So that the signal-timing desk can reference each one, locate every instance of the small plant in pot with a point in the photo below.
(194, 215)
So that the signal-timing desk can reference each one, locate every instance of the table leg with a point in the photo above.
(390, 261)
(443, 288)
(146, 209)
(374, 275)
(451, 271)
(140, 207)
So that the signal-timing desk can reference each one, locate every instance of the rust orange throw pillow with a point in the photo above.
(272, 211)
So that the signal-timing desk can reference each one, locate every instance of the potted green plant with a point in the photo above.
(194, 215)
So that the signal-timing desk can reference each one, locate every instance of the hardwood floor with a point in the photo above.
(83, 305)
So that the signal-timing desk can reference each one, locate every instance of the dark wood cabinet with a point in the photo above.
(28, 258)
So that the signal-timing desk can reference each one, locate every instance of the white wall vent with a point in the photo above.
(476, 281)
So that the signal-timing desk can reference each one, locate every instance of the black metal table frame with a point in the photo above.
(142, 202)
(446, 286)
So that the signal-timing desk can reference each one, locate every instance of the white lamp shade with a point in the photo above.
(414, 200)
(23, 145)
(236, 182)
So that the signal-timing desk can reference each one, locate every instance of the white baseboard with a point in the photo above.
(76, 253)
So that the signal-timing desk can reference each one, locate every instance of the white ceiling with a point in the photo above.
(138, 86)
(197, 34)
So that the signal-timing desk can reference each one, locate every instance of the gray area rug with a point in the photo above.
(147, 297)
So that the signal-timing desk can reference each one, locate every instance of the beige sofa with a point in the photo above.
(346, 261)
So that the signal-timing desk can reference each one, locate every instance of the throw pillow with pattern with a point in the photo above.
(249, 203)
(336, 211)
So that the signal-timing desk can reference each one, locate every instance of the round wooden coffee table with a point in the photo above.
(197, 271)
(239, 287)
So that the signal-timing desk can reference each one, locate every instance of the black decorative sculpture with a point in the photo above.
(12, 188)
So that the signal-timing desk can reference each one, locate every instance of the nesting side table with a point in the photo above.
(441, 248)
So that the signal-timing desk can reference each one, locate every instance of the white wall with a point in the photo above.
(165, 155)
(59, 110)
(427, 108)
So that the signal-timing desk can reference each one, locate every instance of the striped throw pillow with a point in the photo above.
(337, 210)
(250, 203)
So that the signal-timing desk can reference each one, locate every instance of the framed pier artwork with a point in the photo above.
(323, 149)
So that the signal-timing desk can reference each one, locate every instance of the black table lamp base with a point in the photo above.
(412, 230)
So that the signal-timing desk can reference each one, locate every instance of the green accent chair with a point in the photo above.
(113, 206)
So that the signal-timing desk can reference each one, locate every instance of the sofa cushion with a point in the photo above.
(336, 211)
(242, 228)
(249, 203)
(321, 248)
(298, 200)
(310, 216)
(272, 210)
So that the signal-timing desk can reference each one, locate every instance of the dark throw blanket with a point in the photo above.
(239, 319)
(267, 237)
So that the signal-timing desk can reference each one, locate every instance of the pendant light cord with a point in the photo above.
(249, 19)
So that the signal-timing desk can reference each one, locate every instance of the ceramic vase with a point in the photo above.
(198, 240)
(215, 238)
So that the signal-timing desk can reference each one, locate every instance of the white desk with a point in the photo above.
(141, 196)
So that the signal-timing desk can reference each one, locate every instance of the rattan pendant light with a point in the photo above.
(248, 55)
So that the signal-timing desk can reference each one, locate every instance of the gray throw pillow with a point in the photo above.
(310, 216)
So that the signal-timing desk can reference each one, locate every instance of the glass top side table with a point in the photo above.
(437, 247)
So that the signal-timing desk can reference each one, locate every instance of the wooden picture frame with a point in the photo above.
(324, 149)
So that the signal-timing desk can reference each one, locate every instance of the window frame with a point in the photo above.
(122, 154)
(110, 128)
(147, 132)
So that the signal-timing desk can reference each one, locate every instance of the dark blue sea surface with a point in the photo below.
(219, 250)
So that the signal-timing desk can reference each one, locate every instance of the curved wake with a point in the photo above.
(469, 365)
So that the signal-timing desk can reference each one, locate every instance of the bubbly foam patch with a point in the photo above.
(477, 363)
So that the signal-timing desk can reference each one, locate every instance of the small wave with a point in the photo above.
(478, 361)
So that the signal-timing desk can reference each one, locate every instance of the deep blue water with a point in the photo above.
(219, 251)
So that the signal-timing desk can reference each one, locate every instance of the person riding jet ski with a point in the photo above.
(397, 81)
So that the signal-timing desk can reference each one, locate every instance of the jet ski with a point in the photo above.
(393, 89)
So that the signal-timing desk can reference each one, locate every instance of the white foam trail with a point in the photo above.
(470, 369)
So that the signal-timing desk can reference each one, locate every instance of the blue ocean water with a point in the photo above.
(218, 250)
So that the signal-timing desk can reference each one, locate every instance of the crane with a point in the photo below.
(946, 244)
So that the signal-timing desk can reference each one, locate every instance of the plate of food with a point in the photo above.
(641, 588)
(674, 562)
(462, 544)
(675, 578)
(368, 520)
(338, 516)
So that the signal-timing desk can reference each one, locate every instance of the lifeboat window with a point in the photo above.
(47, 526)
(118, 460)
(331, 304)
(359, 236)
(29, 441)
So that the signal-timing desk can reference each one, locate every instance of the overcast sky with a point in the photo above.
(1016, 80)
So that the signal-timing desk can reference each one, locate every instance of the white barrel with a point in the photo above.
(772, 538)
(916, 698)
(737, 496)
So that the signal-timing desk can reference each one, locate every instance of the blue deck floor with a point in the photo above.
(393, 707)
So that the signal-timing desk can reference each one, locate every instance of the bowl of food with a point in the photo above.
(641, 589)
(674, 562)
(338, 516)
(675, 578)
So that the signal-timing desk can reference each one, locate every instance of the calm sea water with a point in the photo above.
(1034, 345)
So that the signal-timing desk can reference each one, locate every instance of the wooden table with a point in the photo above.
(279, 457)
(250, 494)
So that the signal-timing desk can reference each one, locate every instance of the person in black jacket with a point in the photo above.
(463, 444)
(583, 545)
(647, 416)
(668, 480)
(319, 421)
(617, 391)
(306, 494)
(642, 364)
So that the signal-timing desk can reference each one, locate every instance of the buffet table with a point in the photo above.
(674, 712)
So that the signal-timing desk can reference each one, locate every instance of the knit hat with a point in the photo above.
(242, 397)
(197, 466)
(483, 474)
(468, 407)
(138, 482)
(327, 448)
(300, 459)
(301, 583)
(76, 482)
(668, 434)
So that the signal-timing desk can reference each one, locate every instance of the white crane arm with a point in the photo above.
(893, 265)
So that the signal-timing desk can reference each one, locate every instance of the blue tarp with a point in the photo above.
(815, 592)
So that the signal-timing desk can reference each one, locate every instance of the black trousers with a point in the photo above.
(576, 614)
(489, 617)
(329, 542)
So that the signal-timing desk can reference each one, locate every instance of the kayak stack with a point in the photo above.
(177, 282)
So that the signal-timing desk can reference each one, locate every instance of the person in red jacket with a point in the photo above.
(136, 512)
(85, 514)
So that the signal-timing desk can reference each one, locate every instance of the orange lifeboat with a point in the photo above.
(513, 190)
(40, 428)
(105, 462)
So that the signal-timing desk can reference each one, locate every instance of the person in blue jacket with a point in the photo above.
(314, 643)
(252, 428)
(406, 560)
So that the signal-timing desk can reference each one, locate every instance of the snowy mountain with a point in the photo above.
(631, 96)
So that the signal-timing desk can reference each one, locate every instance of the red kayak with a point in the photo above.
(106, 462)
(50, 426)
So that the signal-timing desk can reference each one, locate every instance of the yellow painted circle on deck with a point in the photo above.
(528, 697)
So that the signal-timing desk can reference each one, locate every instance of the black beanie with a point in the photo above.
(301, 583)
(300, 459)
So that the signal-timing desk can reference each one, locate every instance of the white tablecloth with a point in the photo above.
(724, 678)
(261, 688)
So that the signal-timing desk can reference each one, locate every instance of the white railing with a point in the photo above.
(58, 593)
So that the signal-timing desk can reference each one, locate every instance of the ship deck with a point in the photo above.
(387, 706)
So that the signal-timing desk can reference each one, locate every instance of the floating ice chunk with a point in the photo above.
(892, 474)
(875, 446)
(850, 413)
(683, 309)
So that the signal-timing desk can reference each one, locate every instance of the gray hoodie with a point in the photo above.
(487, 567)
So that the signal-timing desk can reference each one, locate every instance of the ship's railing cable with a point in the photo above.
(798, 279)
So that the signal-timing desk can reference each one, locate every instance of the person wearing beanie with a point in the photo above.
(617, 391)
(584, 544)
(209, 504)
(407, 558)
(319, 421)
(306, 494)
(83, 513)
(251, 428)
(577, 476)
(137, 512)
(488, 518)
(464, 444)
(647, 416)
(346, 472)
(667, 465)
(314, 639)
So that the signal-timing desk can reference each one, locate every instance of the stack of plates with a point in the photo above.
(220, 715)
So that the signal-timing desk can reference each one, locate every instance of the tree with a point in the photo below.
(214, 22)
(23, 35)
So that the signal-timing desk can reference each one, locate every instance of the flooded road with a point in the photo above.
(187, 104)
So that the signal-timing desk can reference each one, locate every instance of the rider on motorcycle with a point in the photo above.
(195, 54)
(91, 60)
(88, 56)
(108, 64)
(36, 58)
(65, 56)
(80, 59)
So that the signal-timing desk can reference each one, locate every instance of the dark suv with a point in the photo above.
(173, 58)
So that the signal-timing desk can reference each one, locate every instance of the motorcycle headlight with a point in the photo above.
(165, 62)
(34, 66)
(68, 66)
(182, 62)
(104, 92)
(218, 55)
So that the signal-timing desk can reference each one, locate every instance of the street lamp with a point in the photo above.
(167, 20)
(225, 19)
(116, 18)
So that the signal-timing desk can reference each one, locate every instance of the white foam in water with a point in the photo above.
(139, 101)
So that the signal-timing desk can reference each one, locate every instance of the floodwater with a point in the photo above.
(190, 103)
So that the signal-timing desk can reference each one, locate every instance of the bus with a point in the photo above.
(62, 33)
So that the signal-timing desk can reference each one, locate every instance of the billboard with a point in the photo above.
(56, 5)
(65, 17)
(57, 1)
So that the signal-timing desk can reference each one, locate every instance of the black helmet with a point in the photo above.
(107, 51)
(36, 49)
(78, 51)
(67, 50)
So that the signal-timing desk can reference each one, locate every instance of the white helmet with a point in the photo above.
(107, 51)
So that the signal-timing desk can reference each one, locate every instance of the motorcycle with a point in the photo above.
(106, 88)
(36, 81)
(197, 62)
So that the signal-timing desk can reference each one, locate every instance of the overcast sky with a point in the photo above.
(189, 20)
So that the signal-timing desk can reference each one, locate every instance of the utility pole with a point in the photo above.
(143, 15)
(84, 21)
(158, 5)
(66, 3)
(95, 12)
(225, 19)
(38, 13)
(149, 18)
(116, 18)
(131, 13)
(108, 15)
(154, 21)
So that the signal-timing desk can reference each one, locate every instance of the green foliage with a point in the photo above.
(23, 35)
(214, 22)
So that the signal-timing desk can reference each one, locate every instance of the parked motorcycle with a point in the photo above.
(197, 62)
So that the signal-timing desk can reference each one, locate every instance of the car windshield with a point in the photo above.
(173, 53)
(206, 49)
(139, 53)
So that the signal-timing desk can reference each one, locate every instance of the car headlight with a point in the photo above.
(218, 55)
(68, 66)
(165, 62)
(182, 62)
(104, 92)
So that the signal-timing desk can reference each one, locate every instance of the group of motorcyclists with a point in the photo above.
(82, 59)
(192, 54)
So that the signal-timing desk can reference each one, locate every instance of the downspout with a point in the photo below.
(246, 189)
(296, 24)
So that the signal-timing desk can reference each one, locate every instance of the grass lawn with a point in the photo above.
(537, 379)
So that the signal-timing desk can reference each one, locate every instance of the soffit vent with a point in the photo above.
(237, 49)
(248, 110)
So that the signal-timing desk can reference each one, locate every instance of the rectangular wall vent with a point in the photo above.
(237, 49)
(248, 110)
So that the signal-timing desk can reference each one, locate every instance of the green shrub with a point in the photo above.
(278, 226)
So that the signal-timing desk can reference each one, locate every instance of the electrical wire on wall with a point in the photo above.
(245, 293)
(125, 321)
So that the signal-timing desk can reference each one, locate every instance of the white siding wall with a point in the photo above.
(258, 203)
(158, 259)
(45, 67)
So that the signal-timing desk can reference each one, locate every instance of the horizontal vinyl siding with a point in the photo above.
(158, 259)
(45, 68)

### Exercise aim
Write out exactly the final stretch of the records: the line containing "pole with a point in the photo above." and every line after it, through the last, and nothing else.

### Written response
So that the signal-timing desk can reference each one, locate every instance of the utility pole with a point in the photo above.
(143, 15)
(84, 21)
(158, 5)
(66, 3)
(95, 12)
(225, 19)
(38, 13)
(149, 18)
(116, 18)
(131, 13)
(108, 15)
(154, 21)
So that the signal-timing desk can reference each one, locate every instance of the green foliage with a point in the photo above.
(23, 35)
(214, 22)
So that the signal-timing desk can reference each one, locate every instance of the parked motorcycle with a point in the photo above.
(197, 62)
So that the signal-timing desk can reference each one, locate every instance of the car windshield with a point in the photo above.
(173, 53)
(206, 49)
(139, 53)
So that the signal-timing desk can reference each one, locate every instance of the car headlight with a point in the photo above.
(218, 55)
(68, 66)
(165, 62)
(182, 62)
(104, 92)
So that the signal-timing desk can reference each one, locate every instance of the group of motorcyclists with a point in the photo above.
(82, 59)
(192, 54)
So that the signal-timing desk can reference each one, locate every instance of the downspout with a point in the photo below.
(246, 189)
(296, 24)
So that the signal-timing desk can reference each one, locate every instance of the grass lawn with a point in the photo above.
(537, 379)
So that the signal-timing desk can reference each one, locate every instance of the soffit vent with a point in the photo above.
(237, 49)
(248, 110)
So that the signal-timing desk can reference each one, locate every instance of the rectangular wall vent with a point in the photo above.
(237, 49)
(248, 110)
So that the signal-timing desk can reference each one, locate every instance of the green shrub with a point in the photo above.
(278, 226)
So that the signal-timing desk can reference each one, locate every instance of the electrical wire on wall with a point in the photo above.
(245, 293)
(125, 321)
So that the signal-timing desk can reference each one, locate every instance of the white siding wall with a point in the photo above.
(258, 203)
(158, 259)
(45, 67)
So that the signal-timing desk can reference each one, locate every instance of the horizontal vinyl siding with a point in the photo above.
(158, 259)
(45, 68)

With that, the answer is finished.